━━━ SUPPLIED DATA
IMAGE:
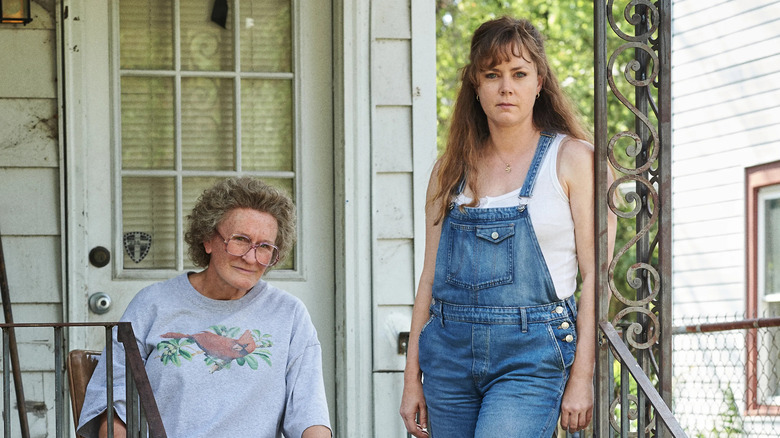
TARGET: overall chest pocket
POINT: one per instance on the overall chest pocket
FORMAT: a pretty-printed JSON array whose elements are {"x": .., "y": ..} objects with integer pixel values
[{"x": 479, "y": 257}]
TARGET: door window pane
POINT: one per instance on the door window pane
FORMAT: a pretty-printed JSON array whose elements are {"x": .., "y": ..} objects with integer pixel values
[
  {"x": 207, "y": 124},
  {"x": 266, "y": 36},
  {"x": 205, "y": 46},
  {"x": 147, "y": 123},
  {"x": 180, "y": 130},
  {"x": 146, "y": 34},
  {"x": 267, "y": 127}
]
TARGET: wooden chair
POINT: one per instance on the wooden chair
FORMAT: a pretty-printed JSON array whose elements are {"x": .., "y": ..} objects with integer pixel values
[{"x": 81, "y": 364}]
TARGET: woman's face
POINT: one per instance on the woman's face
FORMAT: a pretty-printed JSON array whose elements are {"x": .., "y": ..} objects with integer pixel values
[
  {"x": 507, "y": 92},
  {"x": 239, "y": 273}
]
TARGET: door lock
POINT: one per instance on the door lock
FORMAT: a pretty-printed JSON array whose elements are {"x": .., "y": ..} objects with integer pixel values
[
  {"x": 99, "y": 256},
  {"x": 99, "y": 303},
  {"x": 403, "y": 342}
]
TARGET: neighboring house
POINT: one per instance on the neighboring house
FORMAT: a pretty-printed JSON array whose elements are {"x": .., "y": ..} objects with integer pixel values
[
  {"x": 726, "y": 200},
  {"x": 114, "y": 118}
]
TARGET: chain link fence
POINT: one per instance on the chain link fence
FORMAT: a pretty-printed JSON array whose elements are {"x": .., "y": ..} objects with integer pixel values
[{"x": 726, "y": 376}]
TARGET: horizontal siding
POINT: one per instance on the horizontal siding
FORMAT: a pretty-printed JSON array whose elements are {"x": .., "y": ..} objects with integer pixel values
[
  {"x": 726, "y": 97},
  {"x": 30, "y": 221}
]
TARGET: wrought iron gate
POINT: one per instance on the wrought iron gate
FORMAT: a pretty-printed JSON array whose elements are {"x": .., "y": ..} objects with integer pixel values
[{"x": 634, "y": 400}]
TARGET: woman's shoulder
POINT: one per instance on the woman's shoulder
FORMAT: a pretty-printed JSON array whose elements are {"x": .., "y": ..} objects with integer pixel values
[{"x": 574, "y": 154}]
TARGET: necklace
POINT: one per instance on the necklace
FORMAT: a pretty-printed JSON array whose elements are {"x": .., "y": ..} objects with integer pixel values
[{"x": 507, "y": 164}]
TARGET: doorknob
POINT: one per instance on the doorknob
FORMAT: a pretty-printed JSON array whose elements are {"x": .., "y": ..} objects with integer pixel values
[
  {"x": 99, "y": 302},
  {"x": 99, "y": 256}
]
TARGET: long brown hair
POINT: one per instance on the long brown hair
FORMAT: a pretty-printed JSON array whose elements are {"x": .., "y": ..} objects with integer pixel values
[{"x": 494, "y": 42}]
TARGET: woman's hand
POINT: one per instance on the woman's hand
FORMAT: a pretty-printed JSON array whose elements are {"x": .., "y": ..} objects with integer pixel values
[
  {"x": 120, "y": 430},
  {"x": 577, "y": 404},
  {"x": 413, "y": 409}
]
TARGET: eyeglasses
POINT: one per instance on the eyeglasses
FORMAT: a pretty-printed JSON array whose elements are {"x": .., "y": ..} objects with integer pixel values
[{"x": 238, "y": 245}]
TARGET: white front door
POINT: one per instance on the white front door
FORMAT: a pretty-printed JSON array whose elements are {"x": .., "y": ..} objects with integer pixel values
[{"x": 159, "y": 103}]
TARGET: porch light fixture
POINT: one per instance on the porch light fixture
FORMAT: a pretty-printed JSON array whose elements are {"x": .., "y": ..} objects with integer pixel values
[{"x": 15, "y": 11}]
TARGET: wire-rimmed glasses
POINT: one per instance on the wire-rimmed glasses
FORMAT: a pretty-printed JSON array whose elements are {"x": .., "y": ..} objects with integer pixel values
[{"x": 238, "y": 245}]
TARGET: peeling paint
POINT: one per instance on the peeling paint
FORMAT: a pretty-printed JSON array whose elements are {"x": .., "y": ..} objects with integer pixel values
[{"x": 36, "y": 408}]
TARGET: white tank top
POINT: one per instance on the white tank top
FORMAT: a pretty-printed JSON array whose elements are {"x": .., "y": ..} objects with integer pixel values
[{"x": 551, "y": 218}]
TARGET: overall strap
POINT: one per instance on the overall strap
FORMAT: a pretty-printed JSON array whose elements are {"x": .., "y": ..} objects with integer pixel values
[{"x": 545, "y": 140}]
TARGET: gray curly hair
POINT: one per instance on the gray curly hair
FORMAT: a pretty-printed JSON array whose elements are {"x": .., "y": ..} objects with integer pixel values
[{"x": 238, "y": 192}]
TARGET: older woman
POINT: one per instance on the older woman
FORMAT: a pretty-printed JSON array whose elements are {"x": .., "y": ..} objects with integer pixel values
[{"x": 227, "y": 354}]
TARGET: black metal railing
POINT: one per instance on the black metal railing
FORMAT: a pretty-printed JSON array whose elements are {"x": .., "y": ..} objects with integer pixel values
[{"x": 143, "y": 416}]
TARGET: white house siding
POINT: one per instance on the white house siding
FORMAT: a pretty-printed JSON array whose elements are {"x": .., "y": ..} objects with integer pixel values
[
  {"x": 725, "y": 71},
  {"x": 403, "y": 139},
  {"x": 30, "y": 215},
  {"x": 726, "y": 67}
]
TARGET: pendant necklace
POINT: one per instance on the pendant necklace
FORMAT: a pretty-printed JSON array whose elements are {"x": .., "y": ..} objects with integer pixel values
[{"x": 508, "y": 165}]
━━━━━━
WRITTEN REQUEST = Find the line containing "TARGET: gray curly hair" in the material above. Print it and every line after it through the end, exactly and only those.

FINISHED ANSWER =
TARGET: gray curly hair
POINT: one per instance on the gray curly hair
FORMAT: a pretty-printed JSON array whose elements are {"x": .., "y": ..} objects with integer pixel values
[{"x": 238, "y": 192}]
TARGET: older woman
POINT: one per instance on the older woman
FORMAT: a pretty-printed JSON array whose elements are {"x": .., "y": ..} objects with integer pixel values
[{"x": 227, "y": 354}]
TARGET: black metal railing
POINT: one per instance on the black metal railing
FORMAT: a pretty-printed JSON array whose elements are {"x": .., "y": ..} objects with integer pixel values
[{"x": 143, "y": 416}]
TARGET: white house siding
POINT: one per instance on the white house siding
FORMAT: a pretty-printed JSON array whose elements are {"x": .., "y": ..} objects with integer pixel values
[
  {"x": 725, "y": 71},
  {"x": 403, "y": 139},
  {"x": 30, "y": 215},
  {"x": 726, "y": 67}
]
TARGET: pendant necklace
POINT: one per instance on the pendant necklace
FORMAT: a pretty-printed JSON array whose elements are {"x": .., "y": ..} objects with integer pixel values
[{"x": 508, "y": 165}]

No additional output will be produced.